*WRITTEN TASKS*
- A) In the thread on the limit of a sequence of functions, what value of N does Answer 1 choose for a given x in (0,1]?
- B) Please gather every line of the records that contains the word "breast".

---- TEXT PASSAGE

Trouble in finding limit of a sequence of functions

Question

Let's consider the sequence of functions $\{f_n(x)\}$ defined as follows:
$f_n(x) = \begin{cases} 2n^2x, & \text{$0\le x \le \frac{1}{2n}$} \\ 2n-2n^2x, & \text{$\frac{1}{2n}\le x\le \frac{1}{n}$}\\ 0, & \frac{1}{n}\le x\le 1 \end{cases} \tag{1}$
Intuitively, it seems from (1) that as $n \to \infty, 1/n, 1/2n $ tend to $0$ hence eventually for large enough n, we end up with $f_n(x)=0$ for all $x \gt 0.$ I am trying to write a formal proof of it.
So I have to show that $\forall \epsilon \gt 0, \exists N$ such that for all $n \ge N$, $|f_n(x)-0|\lt \epsilon \tag{2}$
(2) should be correct for every definition of $f_n(x)$ in (1). If I take $f_n(x)=2n^2 x $ then clearly $|f_n(x)|=2n^2x\le n$, which can not be bounded by $\epsilon \implies \lim_{n\to \infty} f_n(x)$ does not exist. But the limit actually exists. How can I write a formal proof for $\lim_{n\to \infty} f_n(x)=0$?

Answer 1

For $ x=0$,

$$f_n(0)=0 \implies \lim_{n\to+\infty}f_n(0)=0=f(0)$$

For $x>0$ and $n $ great enough, $$n\ge \lfloor \frac 1x \rfloor +1,$$ we will have $$\frac 1n < x$$ and $$f_n(x)=0$$

So,

Given $x\in (0,1] $ and $ \epsilon>0$

there exists $ N=\lfloor \frac 1x \rfloor +1 $ such that

$$(\forall n\ge N )\;\;\; |f_n(x)-0|=0<\epsilon$$

Thus $\lim_{n\to+\infty}f_n(x)=0$.

We conclude that

the sequence is pointwise convergent to the zero function $ f $ at $[0,1]$.

Answer 2

The given formulas obscure what's going on. It's really easier than that. Here it is in a general form: Suppose $f_n$ is a sequence of functions on $[0,1]$ such that i)$f_n(0)=0$ for all $n$ and ii) for each $n,$ $f_n=0$ on $[1/n,1].$ Then $f_n\to 0$ pointwise everywhere on $[0,1].$

--------
---- SUPPLIED ENTRIES

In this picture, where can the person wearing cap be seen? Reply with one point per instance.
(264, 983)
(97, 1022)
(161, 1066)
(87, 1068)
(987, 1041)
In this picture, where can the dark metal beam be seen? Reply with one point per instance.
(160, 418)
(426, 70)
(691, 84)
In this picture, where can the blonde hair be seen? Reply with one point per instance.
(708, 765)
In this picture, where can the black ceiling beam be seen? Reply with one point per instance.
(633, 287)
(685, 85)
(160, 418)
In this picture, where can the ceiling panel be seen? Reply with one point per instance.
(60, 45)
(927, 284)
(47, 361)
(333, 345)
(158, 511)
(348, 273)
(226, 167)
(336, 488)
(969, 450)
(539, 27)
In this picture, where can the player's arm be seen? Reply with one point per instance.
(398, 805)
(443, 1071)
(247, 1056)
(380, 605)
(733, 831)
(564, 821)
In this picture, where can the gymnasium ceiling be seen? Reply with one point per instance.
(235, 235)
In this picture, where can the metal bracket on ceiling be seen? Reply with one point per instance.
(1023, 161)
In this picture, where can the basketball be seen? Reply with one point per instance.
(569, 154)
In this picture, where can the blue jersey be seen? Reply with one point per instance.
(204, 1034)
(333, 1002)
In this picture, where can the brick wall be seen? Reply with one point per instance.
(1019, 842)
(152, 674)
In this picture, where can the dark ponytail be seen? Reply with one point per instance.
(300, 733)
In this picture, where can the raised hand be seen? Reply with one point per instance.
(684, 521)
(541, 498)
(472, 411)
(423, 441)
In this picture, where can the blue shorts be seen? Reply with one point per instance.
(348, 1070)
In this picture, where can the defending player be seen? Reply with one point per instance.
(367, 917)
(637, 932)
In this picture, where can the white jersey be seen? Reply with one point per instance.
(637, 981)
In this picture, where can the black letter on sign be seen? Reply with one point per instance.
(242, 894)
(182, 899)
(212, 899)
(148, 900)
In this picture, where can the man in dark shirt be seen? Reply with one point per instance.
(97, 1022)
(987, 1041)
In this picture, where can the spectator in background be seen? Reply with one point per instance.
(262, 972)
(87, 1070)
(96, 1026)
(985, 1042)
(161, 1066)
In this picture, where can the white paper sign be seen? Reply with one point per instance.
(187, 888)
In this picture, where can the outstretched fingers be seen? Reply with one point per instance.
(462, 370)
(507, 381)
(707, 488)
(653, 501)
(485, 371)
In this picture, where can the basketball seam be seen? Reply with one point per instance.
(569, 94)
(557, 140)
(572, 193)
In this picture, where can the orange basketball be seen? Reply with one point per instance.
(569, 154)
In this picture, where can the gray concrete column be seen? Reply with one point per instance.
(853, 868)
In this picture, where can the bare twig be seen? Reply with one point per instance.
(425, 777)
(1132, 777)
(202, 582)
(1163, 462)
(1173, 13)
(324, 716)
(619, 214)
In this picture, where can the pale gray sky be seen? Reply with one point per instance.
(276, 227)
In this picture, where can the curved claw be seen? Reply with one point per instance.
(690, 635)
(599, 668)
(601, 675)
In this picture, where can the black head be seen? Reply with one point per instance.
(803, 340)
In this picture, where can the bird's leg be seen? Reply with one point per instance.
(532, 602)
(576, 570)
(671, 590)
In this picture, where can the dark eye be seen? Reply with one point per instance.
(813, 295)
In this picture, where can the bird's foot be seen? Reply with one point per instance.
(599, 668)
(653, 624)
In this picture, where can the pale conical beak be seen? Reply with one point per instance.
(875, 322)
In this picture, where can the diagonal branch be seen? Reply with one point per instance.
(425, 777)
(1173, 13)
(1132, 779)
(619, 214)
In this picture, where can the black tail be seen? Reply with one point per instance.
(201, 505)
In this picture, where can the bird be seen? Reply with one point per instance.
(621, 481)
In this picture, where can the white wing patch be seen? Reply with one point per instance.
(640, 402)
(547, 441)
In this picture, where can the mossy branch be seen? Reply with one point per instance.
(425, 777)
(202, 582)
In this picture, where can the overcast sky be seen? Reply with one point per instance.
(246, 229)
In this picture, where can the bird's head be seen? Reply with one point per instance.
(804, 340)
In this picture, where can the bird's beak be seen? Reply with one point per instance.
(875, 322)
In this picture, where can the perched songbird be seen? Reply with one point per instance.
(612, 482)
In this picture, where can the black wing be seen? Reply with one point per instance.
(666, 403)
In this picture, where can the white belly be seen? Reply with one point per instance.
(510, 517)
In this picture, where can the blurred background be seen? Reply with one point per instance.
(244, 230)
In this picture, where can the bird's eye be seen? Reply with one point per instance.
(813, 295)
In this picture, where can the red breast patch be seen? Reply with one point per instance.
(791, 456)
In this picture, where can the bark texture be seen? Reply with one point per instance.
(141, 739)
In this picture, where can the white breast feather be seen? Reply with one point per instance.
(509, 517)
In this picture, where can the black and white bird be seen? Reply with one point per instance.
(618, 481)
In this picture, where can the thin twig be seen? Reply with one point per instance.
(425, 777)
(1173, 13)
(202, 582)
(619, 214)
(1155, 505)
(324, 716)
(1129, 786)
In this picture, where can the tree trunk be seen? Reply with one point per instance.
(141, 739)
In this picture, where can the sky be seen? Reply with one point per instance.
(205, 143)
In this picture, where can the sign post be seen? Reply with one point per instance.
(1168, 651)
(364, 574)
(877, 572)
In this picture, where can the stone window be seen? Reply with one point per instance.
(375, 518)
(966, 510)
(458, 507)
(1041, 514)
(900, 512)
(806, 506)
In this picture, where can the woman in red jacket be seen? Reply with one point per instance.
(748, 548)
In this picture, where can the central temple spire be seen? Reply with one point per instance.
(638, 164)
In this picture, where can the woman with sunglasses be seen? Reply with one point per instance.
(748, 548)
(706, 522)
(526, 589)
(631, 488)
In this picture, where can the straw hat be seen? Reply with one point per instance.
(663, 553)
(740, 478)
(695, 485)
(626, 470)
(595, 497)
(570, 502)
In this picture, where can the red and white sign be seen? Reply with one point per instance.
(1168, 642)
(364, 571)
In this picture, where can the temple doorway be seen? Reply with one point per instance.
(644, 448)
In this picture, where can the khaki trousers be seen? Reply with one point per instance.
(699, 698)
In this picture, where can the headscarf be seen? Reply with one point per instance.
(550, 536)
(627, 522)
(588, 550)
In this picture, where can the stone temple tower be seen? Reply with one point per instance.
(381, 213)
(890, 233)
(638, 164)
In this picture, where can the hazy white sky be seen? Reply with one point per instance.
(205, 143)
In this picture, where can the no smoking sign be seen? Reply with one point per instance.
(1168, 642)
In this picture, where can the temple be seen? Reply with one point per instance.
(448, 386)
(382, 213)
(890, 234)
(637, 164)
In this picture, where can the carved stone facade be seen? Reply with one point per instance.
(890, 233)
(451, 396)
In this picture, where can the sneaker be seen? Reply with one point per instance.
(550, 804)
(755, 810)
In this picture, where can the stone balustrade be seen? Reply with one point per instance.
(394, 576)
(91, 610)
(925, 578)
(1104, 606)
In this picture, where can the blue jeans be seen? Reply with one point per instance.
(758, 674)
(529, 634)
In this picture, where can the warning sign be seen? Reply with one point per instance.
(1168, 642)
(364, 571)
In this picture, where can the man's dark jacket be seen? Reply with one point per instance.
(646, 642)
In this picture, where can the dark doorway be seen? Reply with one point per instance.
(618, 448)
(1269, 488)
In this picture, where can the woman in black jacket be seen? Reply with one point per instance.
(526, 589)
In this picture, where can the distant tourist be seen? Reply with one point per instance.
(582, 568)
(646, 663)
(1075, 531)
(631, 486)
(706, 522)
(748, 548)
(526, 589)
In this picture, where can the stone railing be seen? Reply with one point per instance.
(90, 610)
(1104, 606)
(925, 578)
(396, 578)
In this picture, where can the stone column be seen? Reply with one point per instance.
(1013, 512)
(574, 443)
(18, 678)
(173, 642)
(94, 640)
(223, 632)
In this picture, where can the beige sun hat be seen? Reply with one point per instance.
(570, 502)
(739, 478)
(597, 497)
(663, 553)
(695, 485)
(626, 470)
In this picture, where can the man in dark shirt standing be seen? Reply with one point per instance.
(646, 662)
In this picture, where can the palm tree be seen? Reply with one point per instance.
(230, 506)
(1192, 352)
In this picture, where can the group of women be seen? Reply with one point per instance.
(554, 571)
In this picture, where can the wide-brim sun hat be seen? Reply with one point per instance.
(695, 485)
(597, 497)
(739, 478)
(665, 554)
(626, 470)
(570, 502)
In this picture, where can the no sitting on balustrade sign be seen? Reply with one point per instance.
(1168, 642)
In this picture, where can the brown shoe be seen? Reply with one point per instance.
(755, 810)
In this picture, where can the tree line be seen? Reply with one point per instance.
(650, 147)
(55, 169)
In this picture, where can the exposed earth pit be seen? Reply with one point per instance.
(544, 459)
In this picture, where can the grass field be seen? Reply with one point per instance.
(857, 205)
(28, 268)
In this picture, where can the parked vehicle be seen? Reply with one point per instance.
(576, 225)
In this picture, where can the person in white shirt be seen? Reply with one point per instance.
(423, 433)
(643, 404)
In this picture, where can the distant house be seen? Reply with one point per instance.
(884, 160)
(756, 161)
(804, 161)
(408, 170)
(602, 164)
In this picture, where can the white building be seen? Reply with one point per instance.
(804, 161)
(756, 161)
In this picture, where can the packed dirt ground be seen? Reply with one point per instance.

--------

*SOLUTIONS IN ORDER*
- A) N = ⌊1/x⌋ + 1

- B)
In this picture, where can the red breast patch be seen? Reply with one point per instance.
In this picture, where can the white breast feather be seen? Reply with one point per instance.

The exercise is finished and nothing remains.